- **Exercises to complete**
**A)** Print the stretch of the board matters list from "(7) Approval of" through "of interim dividends.".
**B)** In the board matters list, which article of the Corporation Law governs the repurchase of shares held by shareholders of unknown location?
**C)** Go on with the board matters list from the point where it stops.

- **Supplied text**
3. Matters concerning the closing of accounts:

 

  (1) Approval of accounting documents (consolidated basis and non-consolidated basis), business report and detailed statements attached thereto;

 

  (2) Approval of extraordinary accounting documents;

 

  (3) Approval of financial statements based on Section 5 of the accounting principles for telecommunications (exclusive of those included under item (1) above);

 

  (4) Approval of interconnection accounting reports prepared pursuant to Article 5 of the Rules for Category II Designated Telecommunications Facilities Interconnection Accounting (exclusive of those included under item (1) above);

 

  (5) Approval of consolidated financial statements (including summary reports, etc.);

 

  (6) Approval of quarterly consolidated and non-consolidated financial statements (including summary reports, etc.);

 

  (7) Approval of annual securities reports and quarterly reports;

 

  (8) Approval of annual reports and extraordinary reports concerning the quarterly results which are to be filed with the competent authorities of foreign countries; and

 

  (9) Determination of interim dividends.

 

4. Matters concerning the Board of Directors:

 

  (1) Determination of the order of preference in which a Director shall act as the person entitled to convene meetings of the Board of Directors or as chairman thereat in the absence or disability of the President; and

 

  (2) Establishment, amendment (limited to matters constituting substantial changes) or repeal of these Regulations.

 

5. Matters concerning shares, bonds, etc.:

 

  (1) Repurchase of Company’s own shares;

 

  (i) Repurchase of Company’s own shares by the resolution of a general meeting of shareholders pursuant to Article 156 of the Corporation Law;

 

  (ii) Repurchase of Company’s own shares held by any subsidiaries pursuant to Article 163 of the Corporation Law;

 

  (iii) Repurchase of Company’s own shares pursuant to Article 8 of the Articles of Incorporation;


  (iv) Repurchase of shares held by shareholders of unknown location pursuant to Article 197 of the Corporation Law;

 

  (v) Repurchase of fraction less than one share pursuant to Article 234 of the Corporation Law;

 

  (2) Cancellation of own shares;

 

  (3) Stock split and amendment to the Articles of Incorporation according to stock split;

 

  (4) Free distribution of shares;

 

  (5) Issuance of shares (except the issuance at a “specially favorable” price);

 

  (6) Issuance of stock acquisition rights (except the issuance on “specially favorable” conditions);

 

  (7) Cancellation of stock acquisition rights;

 

  (8) Approval of transfer of transfer-restricted stock acquisition rights;

 

  (9) Free distribution of stock acquisition rights;

 

  (10) Reduction of stated capital or reserve (limited to cases where the reduction is conducted together with an issuance of shares within the amount of the increase by that issuance of shares.)

- **Information supplied**
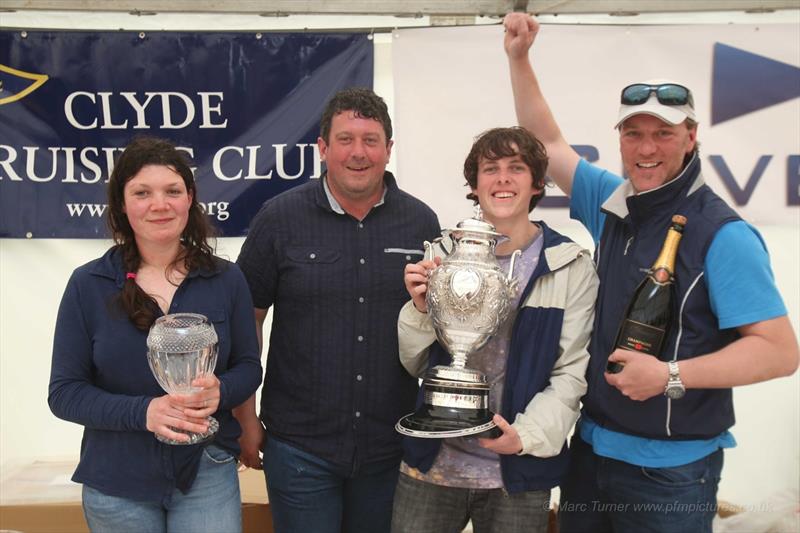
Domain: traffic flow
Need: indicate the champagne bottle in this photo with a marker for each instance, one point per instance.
(649, 313)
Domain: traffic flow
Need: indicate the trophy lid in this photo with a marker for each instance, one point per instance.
(476, 224)
(181, 332)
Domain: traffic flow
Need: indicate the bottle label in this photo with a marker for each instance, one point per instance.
(641, 337)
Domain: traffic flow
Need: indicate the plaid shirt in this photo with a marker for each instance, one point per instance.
(334, 385)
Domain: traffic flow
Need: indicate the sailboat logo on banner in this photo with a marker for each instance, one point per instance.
(17, 84)
(744, 82)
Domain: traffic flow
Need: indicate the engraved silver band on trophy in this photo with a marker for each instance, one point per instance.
(182, 347)
(468, 297)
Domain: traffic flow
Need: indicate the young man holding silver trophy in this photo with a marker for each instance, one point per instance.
(535, 362)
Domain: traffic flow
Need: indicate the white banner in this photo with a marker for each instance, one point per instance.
(452, 83)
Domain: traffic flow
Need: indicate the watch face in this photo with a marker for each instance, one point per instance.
(675, 392)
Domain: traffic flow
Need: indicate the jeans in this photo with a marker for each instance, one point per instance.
(421, 507)
(212, 505)
(310, 495)
(602, 495)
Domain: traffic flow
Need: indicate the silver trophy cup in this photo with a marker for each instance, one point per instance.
(180, 348)
(468, 297)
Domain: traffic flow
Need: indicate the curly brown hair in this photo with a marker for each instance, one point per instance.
(363, 102)
(196, 253)
(497, 143)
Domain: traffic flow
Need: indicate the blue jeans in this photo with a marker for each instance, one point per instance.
(308, 494)
(602, 495)
(421, 507)
(212, 505)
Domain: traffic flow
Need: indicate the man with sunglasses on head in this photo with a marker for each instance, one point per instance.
(647, 451)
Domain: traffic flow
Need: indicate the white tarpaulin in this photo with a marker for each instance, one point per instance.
(453, 83)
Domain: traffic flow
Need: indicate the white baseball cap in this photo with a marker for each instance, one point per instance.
(673, 114)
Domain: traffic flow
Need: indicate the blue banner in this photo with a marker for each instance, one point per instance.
(244, 106)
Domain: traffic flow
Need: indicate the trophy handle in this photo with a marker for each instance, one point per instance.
(429, 253)
(514, 257)
(428, 250)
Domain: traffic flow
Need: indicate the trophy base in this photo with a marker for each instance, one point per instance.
(194, 438)
(431, 422)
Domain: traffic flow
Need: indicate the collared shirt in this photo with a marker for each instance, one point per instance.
(735, 254)
(334, 386)
(100, 377)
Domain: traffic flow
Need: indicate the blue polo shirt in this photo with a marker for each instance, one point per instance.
(334, 385)
(736, 258)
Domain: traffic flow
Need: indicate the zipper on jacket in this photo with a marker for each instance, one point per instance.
(677, 344)
(628, 245)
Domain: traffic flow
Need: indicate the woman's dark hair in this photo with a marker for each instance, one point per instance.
(196, 252)
(497, 143)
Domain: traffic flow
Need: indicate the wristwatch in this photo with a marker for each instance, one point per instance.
(675, 389)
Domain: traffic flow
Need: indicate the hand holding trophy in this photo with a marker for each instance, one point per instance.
(182, 347)
(468, 297)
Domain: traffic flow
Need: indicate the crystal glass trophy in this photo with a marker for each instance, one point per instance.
(182, 347)
(468, 297)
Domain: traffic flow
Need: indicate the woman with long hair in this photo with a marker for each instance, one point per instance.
(161, 263)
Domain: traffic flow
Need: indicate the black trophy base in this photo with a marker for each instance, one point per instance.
(432, 422)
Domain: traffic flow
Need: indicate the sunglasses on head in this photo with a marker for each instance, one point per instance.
(667, 94)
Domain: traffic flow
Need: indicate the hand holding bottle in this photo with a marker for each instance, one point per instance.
(644, 375)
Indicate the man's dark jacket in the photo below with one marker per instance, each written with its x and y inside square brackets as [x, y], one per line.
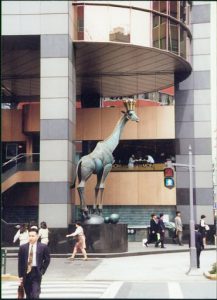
[42, 258]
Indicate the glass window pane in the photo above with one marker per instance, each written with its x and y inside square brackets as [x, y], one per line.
[173, 37]
[119, 25]
[163, 32]
[173, 8]
[156, 5]
[183, 36]
[156, 31]
[163, 7]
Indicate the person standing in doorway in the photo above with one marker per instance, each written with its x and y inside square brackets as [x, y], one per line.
[198, 244]
[203, 228]
[161, 231]
[22, 234]
[43, 233]
[33, 260]
[179, 227]
[80, 241]
[131, 161]
[153, 230]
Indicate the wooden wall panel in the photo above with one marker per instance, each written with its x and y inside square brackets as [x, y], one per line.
[156, 122]
[147, 126]
[132, 188]
[31, 117]
[12, 126]
[109, 118]
[91, 124]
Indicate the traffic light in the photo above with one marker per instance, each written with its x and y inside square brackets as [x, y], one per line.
[169, 181]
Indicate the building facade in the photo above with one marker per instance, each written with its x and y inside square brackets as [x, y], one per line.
[59, 55]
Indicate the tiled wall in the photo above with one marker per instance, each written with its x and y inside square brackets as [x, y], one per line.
[193, 121]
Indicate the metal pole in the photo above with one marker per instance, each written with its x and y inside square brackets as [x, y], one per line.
[193, 254]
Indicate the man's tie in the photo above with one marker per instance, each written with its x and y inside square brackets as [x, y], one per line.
[30, 260]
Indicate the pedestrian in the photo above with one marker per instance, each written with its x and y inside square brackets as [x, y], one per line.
[33, 224]
[80, 241]
[149, 160]
[198, 244]
[179, 227]
[161, 231]
[203, 228]
[131, 161]
[152, 237]
[22, 234]
[33, 260]
[43, 233]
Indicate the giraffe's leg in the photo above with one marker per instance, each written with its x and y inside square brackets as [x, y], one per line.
[106, 171]
[83, 177]
[99, 177]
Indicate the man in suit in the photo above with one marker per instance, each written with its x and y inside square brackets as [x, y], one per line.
[161, 231]
[179, 227]
[33, 260]
[153, 230]
[198, 244]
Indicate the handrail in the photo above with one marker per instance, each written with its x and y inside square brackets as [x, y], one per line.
[2, 220]
[19, 156]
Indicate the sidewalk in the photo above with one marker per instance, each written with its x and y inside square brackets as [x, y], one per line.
[139, 263]
[134, 248]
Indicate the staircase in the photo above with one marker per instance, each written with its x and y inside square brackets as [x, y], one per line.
[22, 168]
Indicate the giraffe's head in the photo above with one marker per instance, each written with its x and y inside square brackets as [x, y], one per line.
[130, 107]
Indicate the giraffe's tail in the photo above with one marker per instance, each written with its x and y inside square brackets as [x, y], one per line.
[72, 186]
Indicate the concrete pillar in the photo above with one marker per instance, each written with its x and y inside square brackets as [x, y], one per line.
[57, 120]
[193, 121]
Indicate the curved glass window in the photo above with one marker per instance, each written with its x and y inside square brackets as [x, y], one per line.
[106, 23]
[173, 44]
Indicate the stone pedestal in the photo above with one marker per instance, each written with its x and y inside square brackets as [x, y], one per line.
[105, 238]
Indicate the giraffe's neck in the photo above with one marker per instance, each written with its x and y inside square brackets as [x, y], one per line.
[112, 141]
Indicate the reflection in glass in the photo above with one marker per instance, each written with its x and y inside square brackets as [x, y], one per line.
[79, 21]
[173, 9]
[119, 26]
[183, 37]
[159, 32]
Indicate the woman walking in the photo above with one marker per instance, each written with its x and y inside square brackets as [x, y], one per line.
[80, 243]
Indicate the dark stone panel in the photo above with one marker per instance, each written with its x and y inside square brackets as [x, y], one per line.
[106, 238]
[54, 192]
[200, 14]
[54, 129]
[182, 196]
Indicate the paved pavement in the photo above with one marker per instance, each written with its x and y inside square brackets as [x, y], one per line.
[145, 273]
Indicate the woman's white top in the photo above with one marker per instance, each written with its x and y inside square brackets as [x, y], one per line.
[23, 237]
[43, 234]
[79, 231]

- **Answers in order**
**A)**
(7) Approval of annual securities reports and quarterly reports;

 

  (8) Approval of annual reports and extraordinary reports concerning the quarterly results which are to be filed with the competent authorities of foreign countries; and

 

  (9) Determination of interim dividends.

**B)** Article 197 of the Corporation Law.

**C)**
 

  (11) Issuance of bonds;

 

  (12) Establishment, amendment or repeal of the Share Handling Regulations;

 

  (13) Establishment of record dates, except for that as prescribed in the Articles of Incorporation; and

 

  (14) Appointment or removal of a shareholders registrar for shares and determination of its place of business and powers.

 

6. Matters concerning officers:

 

  (1) Selection or dismissal of Representative Directors;

 

  (2) Selection or dismissal of Directors with executive power;

 

  (3) Determination of the order of preference in which a Director shall execute the President’s duties in his place in the absence or disability of the President;

 

  (4) Determination of allocation of duties of Directors and assignment of duties as employees;

 

  (5) Approval of a Representative Director’s acting concurrently as an officer in another corporation (exclusive of cases where such Representative Director is reappointed under the same conditions as theretofore):

 

  a. acting concurrently as officer in another company;

 

  b. acting concurrently as officer in another group (“officer” means a person with a role whose name is registered in the place where officers of the group are named when the group is registered);

 

  (6) Establishment, change (limited to matters constituting substantial changes) or repeal of important criteria of matters for Directors;

 

  (7) Election or dismissal of Executive Vice Presidents/Senior Vice Presidents;

 

  (8) Selection or dismissal of Executive Vice Presidents/Senior Vice Presidents with executive power;

 

  (9) Determination of assignment of duties as employees to Executive Vice Presidents/Senior Vice Presidents;

 

  (10) Establishment, change (limited to matters constituting substantial changes) or repeal of important criteria, guidelines and other matters for Executive Vice Presidents/Senior Vice Presidents;

 

  (11) Appointment of Corporate Advisors and/or Advisors;


  (12) Partial exemption from liability for damages of Directors and Corporate Auditors for the company pursuant to Article 24, paragraph 1 and Article 31, paragraph 1; and

 

  (13) Conclusion of contract limiting liability for damages of external Director and external Corporate Auditors for the company pursuant to Article 24, paragraph 2 and Article 31, paragraph 2.

 

7. Matters concerning personnel, corporate organs, etc.:

 

  (1) Appointment or dismissal of managers and other key employees; and

 

  (2) Establishment, relocation (limited to matters constituting substantial changes) or abolishment of branch offices and other important corporate organs.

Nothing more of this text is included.